> PASSAGE PROVIDED
--

Sunday, October 26, 2008

Green Line Station Named Laramie

Everyday I get up around 6, mess around for a while, and then head over to the "El" where I board a mini train and head to school. Always with a cup of coffee and a little twinge of anxiety, because I just don't know what is going to take place at school. I can plan and plan from my end (which definitely helps), but knowing students' reactions and attitudes is impossible from one day to the next. Anyways, as I'm on the El, the sights change quickly headed west on the green line. Art slowly disappears and the emergence of trash is alarming. There is one stop deep into the west side of Chicago, however, that has students art posted all over the station. Some of them look like they are drawn by grade schoolers, and others by teenagers. There is one that always grabs my attention, and not because of the picture, but because of what it says.

We Real Cool
We Left School
We Lurk Late
We Shoot Straight
We Sing Sin
We Thin Gin
We Jazz Tune
We Die Soon

This simple poem always leaves me thinking for a little while. Is it a gang member being proud of this pattern? Or is it someone realizing the unfortunate reality of their neighborhood? Either way it was written, I think that it is fairly profound. It all starts with a prideful mentality that step by step destroys a person's life. For most of my students, they live the first six lines of the poem, and have yet to figure out the last two, or the inevitable ending.

--

Saved data entries:
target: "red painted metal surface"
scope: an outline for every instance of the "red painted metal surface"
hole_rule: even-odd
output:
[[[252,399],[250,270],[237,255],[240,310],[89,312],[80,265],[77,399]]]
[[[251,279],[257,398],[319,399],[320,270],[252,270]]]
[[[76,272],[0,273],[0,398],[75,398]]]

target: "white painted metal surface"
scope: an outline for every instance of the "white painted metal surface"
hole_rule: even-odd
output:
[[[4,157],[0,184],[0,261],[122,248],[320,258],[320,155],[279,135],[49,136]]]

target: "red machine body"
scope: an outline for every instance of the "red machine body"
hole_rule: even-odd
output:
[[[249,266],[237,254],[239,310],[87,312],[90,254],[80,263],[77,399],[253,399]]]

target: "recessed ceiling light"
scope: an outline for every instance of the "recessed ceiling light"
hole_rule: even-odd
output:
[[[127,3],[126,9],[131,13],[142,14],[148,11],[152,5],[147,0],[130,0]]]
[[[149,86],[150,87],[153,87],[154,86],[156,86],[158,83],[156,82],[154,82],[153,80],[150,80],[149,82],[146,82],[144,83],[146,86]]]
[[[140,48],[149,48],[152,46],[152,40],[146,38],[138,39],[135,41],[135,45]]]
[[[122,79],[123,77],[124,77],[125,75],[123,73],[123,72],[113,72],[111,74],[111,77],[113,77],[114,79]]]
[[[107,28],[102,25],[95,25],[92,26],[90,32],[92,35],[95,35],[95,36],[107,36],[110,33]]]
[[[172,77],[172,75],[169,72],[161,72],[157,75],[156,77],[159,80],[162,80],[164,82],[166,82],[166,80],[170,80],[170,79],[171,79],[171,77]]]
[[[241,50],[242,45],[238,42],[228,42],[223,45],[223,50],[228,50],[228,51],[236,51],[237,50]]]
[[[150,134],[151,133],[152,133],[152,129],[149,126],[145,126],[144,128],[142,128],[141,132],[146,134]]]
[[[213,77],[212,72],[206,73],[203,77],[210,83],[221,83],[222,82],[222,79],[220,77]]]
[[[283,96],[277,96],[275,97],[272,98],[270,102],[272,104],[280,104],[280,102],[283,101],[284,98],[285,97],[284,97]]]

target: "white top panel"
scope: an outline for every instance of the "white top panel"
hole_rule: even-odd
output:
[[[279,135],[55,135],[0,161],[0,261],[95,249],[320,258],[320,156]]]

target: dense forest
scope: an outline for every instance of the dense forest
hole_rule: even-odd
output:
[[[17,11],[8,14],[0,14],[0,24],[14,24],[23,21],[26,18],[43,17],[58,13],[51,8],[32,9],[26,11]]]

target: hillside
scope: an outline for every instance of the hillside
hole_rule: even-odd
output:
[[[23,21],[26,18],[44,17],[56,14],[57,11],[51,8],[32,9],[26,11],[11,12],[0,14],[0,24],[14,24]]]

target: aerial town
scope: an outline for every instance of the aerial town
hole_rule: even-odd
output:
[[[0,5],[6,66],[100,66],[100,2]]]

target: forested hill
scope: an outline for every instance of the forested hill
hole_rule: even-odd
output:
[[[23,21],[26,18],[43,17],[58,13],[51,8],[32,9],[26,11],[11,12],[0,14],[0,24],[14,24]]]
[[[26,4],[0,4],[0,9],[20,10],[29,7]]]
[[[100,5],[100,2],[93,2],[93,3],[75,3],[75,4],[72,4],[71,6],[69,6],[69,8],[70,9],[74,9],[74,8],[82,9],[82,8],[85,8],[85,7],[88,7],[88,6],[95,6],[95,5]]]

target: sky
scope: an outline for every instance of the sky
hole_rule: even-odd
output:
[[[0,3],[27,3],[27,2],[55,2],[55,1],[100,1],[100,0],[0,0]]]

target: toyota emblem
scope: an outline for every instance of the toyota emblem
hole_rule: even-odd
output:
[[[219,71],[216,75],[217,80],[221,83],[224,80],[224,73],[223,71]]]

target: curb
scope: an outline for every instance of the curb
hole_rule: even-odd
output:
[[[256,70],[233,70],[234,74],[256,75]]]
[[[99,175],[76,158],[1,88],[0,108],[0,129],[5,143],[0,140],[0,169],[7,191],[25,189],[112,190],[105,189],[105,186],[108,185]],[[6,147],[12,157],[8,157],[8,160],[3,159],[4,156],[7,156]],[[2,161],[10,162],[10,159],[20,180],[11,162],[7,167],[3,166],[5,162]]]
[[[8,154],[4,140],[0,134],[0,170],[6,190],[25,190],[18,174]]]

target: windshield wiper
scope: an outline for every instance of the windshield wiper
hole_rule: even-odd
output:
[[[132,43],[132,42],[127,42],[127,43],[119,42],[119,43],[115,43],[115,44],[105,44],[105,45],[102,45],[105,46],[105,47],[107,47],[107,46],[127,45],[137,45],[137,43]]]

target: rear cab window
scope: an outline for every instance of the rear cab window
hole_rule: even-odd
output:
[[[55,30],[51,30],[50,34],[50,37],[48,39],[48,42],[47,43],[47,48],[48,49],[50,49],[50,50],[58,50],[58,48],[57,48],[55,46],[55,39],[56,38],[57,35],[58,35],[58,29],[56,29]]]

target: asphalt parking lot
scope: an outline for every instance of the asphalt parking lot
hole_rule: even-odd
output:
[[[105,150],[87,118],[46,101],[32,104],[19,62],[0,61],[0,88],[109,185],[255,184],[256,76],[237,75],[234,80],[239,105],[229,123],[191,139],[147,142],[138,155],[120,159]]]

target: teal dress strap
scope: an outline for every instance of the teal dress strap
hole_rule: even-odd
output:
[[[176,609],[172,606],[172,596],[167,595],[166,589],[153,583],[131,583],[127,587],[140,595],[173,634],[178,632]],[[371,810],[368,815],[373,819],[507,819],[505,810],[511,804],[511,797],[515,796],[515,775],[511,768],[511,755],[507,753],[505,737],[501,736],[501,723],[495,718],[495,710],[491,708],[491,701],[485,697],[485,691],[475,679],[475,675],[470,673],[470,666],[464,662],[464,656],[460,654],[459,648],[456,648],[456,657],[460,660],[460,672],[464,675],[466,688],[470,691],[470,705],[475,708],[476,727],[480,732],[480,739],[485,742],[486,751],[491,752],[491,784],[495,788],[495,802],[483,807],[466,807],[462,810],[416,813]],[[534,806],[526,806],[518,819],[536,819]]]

--

> PROMPT
In the blog post about the Green Line station, what does the writer always have with them on the ride to school?

> EXERCISE OUTPUT
A cup of coffee and a little twinge of anxiety.